TO BE DONE:
Count the lines in the entries below that contain the string "woman". Reply with the number alone.

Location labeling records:
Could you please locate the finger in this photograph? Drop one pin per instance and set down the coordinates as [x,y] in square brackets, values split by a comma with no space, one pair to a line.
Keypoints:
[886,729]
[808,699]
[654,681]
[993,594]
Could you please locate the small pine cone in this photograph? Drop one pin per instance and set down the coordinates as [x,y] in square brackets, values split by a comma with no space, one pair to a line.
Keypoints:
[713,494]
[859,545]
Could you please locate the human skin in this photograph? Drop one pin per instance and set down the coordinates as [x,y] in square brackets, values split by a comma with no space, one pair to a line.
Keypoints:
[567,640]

* * *

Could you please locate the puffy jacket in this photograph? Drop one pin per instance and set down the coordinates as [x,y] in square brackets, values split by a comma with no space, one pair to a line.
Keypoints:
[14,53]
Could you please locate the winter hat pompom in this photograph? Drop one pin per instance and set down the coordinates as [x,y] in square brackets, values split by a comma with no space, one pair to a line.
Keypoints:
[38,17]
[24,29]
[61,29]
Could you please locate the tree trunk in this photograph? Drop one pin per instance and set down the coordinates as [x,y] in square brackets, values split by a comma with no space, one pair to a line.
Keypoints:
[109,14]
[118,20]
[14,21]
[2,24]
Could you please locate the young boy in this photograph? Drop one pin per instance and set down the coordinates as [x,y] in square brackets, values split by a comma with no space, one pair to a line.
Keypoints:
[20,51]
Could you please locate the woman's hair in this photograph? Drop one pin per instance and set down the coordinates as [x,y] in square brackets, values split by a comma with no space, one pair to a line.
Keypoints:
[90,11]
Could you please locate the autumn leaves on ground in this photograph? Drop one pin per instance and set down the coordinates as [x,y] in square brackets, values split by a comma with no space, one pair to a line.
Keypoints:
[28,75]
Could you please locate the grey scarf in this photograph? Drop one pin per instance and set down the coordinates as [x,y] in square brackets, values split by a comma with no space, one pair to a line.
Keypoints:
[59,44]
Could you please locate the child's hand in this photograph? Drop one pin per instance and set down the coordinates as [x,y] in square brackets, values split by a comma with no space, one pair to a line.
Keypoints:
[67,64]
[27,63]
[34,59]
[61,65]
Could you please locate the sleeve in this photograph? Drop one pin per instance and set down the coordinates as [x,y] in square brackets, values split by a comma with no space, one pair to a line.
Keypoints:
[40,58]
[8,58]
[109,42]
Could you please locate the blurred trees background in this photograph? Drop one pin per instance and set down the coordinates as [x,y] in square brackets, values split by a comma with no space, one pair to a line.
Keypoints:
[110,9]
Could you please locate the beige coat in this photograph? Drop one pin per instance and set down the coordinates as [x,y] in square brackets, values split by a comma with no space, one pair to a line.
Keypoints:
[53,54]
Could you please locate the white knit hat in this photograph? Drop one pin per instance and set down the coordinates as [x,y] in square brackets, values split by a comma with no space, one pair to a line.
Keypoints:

TASK OUTPUT:
1